課題の目的 ->
全人的苦痛についての文章から、「(苫小牧市医師会・勤医協苫小牧病院)」から「トータルペイン)と言います。」までを一字一句変えずに抜き出してください。

出典抜粋 ->
◆ ◆ ◆ ◆ ◆

全人的苦痛とスピリチュアルペイン 自分らしく生きられないことによる苦痛

伊賀 勝康

(苫小牧市医師会・勤医協苫小牧病院)

苫小牧市は現在人口17万人を切り、全国と同様に高齢化率30%を超え、25年前の2倍の2000人以上の方が亡くなる多死時代を迎えています。がんになる方も増え、多くの方が治療を受けつつ、抗がん剤の副作用やがんの痛みと闘って日々を暮らしています。その他の病いに苦しみながら、過ごしている人々も多くいます。

そうした病いや老いによって生じる苦痛には四つの側面があります。身体的苦痛(身体の痛みなど)、精神的苦痛(抑うつや不眠などの心の苦しさなど)、社会的苦痛(金銭面や人間関係など)、そして霊的苦痛(スピリチュアルペイン)が挙げられています。これらは相互に影響し合い苦痛を複雑にしていきます。これらを全人的苦痛(トータルペイン)と言います。

◆ ◆ ◆ ◆ ◆

データ項目
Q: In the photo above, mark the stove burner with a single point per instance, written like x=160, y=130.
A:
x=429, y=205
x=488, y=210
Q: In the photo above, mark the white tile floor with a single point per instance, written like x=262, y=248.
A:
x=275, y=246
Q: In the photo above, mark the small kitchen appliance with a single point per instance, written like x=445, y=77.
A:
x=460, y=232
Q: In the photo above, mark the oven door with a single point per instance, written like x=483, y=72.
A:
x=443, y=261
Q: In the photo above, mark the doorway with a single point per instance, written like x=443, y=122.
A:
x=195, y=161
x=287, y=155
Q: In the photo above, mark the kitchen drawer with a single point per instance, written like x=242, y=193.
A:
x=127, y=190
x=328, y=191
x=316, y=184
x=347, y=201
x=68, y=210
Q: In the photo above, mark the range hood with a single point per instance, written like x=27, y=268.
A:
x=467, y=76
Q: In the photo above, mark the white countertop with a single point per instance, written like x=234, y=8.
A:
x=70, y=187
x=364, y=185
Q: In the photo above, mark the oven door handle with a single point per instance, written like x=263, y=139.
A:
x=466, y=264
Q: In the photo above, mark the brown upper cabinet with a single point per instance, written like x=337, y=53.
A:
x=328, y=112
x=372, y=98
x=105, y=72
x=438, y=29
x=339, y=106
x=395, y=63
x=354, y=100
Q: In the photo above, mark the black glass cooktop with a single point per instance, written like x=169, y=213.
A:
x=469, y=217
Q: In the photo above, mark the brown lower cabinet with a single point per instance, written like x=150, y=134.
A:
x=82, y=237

◆ ◆ ◆ ◆ ◆

解答例 ->
(苫小牧市医師会・勤医協苫小牧病院)

苫小牧市は現在人口17万人を切り、全国と同様に高齢化率30%を超え、25年前の2倍の2000人以上の方が亡くなる多死時代を迎えています。がんになる方も増え、多くの方が治療を受けつつ、抗がん剤の副作用やがんの痛みと闘って日々を暮らしています。その他の病いに苦しみながら、過ごしている人々も多くいます。

そうした病いや老いによって生じる苦痛には四つの側面があります。身体的苦痛(身体の痛みなど)、精神的苦痛(抑うつや不眠などの心の苦しさなど)、社会的苦痛(金銭面や人間関係など)、そして霊的苦痛(スピリチュアルペイン)が挙げられています。これらは相互に影響し合い苦痛を複雑にしていきます。これらを全人的苦痛(トータルペイン)と言います。